*DATA EXTRACT:*

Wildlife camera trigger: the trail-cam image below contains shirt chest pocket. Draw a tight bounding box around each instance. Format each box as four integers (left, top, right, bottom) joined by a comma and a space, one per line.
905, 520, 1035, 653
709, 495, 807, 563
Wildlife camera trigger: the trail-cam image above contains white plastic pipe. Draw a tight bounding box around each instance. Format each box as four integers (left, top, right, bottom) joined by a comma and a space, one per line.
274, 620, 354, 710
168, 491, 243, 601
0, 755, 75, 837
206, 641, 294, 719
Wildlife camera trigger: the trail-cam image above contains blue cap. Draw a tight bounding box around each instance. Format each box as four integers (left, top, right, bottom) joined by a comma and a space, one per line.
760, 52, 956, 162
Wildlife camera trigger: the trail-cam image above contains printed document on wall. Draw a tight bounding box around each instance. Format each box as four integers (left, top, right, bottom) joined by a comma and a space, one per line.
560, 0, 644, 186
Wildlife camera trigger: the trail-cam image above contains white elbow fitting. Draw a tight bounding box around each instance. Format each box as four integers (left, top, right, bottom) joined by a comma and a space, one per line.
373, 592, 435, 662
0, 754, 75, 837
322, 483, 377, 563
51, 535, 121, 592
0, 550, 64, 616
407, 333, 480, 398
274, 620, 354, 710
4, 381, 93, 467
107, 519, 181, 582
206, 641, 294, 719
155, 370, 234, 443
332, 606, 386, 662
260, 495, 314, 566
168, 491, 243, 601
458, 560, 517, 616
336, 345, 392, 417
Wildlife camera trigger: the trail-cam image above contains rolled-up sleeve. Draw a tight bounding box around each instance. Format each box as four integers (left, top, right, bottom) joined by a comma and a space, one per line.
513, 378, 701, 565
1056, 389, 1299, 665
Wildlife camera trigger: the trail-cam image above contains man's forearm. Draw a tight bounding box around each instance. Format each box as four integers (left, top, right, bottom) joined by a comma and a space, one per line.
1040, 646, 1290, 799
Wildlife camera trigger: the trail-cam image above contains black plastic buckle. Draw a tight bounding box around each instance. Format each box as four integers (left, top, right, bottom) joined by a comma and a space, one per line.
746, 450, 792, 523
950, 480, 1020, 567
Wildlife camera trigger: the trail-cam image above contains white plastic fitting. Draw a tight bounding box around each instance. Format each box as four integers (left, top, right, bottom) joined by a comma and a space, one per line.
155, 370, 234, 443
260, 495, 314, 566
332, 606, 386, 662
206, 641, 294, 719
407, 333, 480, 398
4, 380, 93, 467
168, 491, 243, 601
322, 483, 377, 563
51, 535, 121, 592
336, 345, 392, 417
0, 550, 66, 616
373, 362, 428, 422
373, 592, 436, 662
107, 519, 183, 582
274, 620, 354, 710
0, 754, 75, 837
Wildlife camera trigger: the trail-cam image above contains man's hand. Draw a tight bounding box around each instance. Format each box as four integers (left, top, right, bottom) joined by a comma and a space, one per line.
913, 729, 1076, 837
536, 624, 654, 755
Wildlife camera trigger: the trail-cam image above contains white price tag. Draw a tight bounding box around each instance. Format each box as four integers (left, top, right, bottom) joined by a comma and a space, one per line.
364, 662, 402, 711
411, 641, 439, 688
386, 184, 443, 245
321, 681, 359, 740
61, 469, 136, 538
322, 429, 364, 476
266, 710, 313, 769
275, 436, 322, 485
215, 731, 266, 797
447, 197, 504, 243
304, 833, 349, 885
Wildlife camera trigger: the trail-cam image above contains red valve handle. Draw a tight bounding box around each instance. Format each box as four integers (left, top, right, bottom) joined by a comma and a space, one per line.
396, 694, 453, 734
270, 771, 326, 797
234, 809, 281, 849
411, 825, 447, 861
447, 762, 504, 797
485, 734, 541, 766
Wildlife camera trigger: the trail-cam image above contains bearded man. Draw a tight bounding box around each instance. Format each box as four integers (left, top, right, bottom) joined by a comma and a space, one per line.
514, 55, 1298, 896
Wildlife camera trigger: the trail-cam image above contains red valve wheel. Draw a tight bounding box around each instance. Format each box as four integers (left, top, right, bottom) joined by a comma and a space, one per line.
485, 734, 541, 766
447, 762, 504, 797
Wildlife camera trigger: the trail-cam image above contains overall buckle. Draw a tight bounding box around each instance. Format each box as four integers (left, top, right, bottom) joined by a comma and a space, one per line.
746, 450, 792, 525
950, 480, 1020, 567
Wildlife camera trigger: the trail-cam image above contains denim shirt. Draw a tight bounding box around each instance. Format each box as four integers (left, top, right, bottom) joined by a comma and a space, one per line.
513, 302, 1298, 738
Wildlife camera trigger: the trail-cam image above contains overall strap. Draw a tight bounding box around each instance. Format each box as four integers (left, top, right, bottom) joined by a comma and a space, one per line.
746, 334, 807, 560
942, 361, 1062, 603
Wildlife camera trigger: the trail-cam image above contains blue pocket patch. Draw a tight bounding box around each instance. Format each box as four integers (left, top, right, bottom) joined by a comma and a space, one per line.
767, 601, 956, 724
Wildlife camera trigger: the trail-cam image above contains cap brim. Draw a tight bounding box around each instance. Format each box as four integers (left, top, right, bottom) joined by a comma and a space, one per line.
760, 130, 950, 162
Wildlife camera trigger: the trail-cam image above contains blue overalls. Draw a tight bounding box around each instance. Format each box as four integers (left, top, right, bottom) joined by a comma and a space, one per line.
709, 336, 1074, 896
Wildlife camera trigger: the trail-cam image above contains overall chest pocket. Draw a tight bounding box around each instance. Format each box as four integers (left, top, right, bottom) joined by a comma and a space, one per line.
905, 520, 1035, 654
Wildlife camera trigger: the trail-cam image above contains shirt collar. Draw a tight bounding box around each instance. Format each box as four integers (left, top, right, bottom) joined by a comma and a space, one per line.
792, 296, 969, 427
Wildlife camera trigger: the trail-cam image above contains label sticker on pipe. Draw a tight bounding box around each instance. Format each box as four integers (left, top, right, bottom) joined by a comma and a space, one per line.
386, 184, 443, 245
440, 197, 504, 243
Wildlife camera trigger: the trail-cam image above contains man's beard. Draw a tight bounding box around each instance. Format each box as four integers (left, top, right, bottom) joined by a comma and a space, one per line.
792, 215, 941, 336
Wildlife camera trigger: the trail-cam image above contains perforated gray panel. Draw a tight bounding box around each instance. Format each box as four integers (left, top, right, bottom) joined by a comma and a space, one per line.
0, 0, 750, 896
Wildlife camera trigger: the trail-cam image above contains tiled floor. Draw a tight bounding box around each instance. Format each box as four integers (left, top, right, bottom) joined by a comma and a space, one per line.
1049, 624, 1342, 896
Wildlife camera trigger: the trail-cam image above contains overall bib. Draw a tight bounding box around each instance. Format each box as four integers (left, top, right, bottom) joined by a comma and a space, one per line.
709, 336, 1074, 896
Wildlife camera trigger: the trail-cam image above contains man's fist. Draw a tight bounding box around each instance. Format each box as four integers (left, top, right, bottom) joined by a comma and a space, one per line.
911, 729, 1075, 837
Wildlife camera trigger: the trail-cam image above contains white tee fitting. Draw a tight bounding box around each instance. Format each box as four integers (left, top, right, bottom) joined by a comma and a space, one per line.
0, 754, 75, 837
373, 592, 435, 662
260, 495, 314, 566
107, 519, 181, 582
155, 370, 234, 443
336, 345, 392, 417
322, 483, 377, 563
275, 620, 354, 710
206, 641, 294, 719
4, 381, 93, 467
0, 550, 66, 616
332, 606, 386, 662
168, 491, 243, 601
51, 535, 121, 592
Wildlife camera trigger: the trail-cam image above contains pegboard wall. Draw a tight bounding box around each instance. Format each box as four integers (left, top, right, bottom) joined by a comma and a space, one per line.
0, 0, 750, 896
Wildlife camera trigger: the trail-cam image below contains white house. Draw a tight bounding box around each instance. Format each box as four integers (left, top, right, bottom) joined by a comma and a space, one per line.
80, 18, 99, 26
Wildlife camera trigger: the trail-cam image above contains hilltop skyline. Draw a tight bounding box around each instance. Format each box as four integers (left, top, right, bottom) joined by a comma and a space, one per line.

*STATED TASK:* Can you quote exactly the lines from the one containing "contains white tee" through the last line of the records above, and nothing else?

*EXPECTED OUTPUT:*
Wildlife camera trigger: the trail-cam image above contains white tee fitting. Draw a tight bounding box around each instance. Format each box as four integers (left, top, right, bottom) joined by a comma and a space, one per line.
0, 754, 75, 837
373, 592, 435, 662
260, 495, 314, 566
107, 519, 181, 582
155, 370, 234, 443
336, 345, 392, 417
322, 483, 377, 563
275, 620, 354, 710
206, 641, 294, 719
4, 381, 93, 467
0, 550, 66, 616
332, 606, 386, 662
168, 491, 243, 601
51, 535, 121, 592
Wildlife camera trigger: the trail-cam image above contains pegboard wall. Draw a tight bounding box around each instance. Format each box as four integers (left, top, right, bottom) joined by a comma and a space, one per line.
0, 0, 750, 896
Wildlife camera trigger: the trail-cam image below contains white house. Draw a tight bounding box around each instance. Format each box as four integers (left, top, right, bottom) joined by a comma and a space, one per line.
80, 18, 99, 26
Wildlife camera trigger: the trail-cam image above contains hilltop skyline. Draw a tight bounding box around each instance. Format each box as four integers (left, top, right, bottom) joined by a comma and a space, one per line.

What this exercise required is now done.